WRITTEN EXERCISE => Select each line in the rows below that contains the string "format", and copy those lines out.

(Extracts from a box-labeled dataset)
(begin)
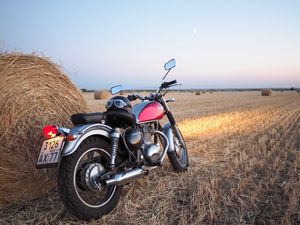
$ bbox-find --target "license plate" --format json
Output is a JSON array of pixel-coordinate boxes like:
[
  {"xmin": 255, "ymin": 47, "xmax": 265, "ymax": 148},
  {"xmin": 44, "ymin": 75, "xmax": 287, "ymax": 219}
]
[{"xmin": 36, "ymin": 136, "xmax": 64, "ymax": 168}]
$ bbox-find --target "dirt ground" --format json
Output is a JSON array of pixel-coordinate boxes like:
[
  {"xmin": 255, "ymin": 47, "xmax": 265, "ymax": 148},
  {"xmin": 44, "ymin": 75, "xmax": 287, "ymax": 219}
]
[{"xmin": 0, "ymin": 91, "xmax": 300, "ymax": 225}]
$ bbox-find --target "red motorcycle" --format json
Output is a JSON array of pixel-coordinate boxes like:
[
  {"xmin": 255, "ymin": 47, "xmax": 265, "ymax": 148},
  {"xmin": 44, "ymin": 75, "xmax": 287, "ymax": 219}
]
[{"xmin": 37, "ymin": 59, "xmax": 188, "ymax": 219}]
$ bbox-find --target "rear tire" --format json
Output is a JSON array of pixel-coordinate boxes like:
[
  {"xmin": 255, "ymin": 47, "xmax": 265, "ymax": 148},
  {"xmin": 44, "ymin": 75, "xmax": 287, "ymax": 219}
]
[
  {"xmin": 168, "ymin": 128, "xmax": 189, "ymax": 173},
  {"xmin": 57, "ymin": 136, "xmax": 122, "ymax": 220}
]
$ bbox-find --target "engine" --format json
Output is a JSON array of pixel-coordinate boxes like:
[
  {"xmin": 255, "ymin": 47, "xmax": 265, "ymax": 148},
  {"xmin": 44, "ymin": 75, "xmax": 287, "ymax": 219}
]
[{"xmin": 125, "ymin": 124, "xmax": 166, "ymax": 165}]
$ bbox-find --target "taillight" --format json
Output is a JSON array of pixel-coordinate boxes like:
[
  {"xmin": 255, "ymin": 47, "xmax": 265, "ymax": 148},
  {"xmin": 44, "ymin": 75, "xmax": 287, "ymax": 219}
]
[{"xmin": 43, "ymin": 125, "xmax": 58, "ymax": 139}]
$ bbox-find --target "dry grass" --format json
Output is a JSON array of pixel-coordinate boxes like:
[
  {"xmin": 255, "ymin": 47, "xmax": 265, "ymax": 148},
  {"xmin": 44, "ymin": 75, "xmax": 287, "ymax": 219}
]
(end)
ANSWER FOR THE TASK =>
$ bbox-find --target "license plate" --format json
$ bbox-find --target "dirt ground" --format json
$ bbox-find --target "red motorcycle" --format json
$ bbox-find --target "rear tire" --format json
$ bbox-find --target "engine" --format json
$ bbox-find --target "taillight" --format json
$ bbox-find --target "dry grass" --format json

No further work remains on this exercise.